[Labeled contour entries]
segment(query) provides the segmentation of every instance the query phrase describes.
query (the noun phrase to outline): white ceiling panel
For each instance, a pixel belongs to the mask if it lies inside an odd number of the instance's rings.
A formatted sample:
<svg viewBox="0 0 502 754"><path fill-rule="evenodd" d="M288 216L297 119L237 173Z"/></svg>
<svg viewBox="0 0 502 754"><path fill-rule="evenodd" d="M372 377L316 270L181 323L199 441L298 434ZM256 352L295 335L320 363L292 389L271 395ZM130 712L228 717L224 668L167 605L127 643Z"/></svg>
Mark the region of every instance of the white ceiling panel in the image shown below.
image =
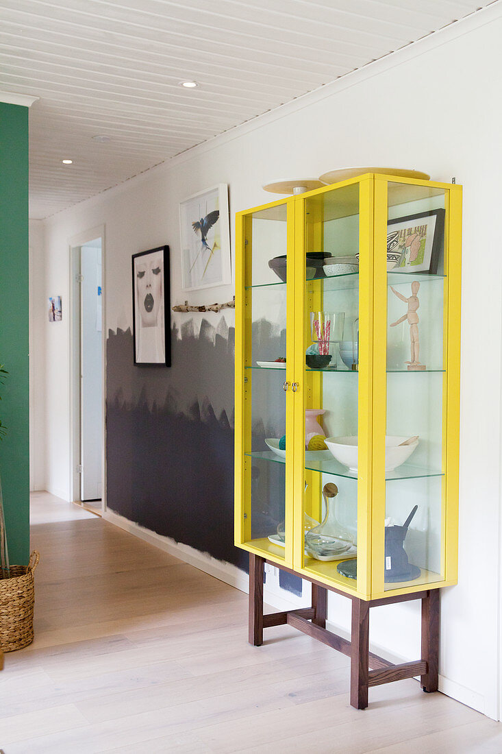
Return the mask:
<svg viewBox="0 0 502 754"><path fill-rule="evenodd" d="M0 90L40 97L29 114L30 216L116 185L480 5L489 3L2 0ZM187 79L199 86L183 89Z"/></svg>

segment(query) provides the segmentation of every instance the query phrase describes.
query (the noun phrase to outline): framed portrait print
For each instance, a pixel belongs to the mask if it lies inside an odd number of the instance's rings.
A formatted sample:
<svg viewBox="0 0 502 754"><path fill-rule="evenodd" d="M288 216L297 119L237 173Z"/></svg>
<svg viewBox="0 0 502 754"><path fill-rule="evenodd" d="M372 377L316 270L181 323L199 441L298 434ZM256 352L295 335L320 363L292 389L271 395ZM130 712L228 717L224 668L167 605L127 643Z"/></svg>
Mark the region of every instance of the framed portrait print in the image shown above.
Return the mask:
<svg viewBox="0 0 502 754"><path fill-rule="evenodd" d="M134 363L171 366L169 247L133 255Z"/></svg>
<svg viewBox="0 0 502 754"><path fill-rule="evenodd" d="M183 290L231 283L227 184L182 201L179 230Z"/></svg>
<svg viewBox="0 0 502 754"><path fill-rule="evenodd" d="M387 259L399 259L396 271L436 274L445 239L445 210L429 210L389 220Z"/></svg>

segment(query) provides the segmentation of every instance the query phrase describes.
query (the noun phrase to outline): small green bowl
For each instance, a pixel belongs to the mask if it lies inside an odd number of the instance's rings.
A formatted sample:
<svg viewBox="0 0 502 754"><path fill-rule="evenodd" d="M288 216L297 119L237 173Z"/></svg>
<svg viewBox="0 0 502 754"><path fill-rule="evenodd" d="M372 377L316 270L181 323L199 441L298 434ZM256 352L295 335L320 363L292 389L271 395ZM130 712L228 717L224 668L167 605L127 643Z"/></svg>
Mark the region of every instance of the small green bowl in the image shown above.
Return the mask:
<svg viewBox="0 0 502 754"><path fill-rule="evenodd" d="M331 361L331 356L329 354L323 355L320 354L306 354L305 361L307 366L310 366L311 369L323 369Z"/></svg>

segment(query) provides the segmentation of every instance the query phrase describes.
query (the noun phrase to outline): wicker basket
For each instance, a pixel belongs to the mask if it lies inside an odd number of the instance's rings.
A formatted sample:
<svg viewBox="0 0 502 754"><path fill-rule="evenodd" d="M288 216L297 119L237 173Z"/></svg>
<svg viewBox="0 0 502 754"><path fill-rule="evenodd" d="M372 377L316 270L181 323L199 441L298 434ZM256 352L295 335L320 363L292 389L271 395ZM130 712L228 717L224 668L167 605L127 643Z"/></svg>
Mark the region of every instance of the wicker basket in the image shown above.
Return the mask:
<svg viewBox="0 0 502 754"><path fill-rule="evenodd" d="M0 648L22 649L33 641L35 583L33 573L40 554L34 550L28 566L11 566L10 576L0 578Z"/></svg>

_Exercise objective_. Render the data from its first line up to and including the line with "259L399 259L396 271L436" as a Markdown table with the columns Row and Line. Skip blank lines and leave out the pictures.

_Worked solution_.
| Row | Line |
|---|---|
| 1 | segment(query) provides the segmentation of every instance the query phrase describes. |
| 2 | query (the noun phrase to outline): white ceiling panel |
| 3 | For each instance, a pixel belongs to the mask if it lies inside an odd number of the instance's rings. |
| 4 | A formatted sample: |
| 5 | <svg viewBox="0 0 502 754"><path fill-rule="evenodd" d="M288 216L297 119L237 173Z"/></svg> |
| 6 | <svg viewBox="0 0 502 754"><path fill-rule="evenodd" d="M372 377L316 270L181 323L199 441L298 434ZM256 352L295 335L320 363L292 389L271 395ZM130 712L228 717L224 668L167 605L127 643Z"/></svg> |
| 7 | Mark the region of every instance of the white ceiling panel in the image shown below. |
| 8 | image = |
| 9 | Return the mask: |
| 10 | <svg viewBox="0 0 502 754"><path fill-rule="evenodd" d="M0 90L40 97L29 114L30 216L116 185L480 5L489 3L2 0ZM187 79L199 86L183 89Z"/></svg> |
| 11 | segment(query) provides the segmentation of every instance the query phrase describes. |
| 12 | query (the noun phrase to outline): framed portrait print |
| 13 | For each instance, a pixel belongs to the mask if it lies inside an odd number of the instance's rings. |
| 14 | A formatted sample: |
| 15 | <svg viewBox="0 0 502 754"><path fill-rule="evenodd" d="M288 216L297 119L237 173Z"/></svg> |
| 16 | <svg viewBox="0 0 502 754"><path fill-rule="evenodd" d="M372 377L316 270L181 323L199 441L298 434ZM256 352L295 335L320 363L292 389L271 395ZM130 712L228 717L224 668L167 605L127 643Z"/></svg> |
| 17 | Mark the region of every instance of the framed portrait print in the image shown above. |
| 18 | Return the mask: |
| 19 | <svg viewBox="0 0 502 754"><path fill-rule="evenodd" d="M134 363L171 366L169 247L133 255Z"/></svg> |
| 20 | <svg viewBox="0 0 502 754"><path fill-rule="evenodd" d="M183 290L231 283L227 184L182 201L179 230Z"/></svg> |
| 21 | <svg viewBox="0 0 502 754"><path fill-rule="evenodd" d="M387 259L399 259L396 271L436 274L445 239L445 210L429 210L389 220Z"/></svg> |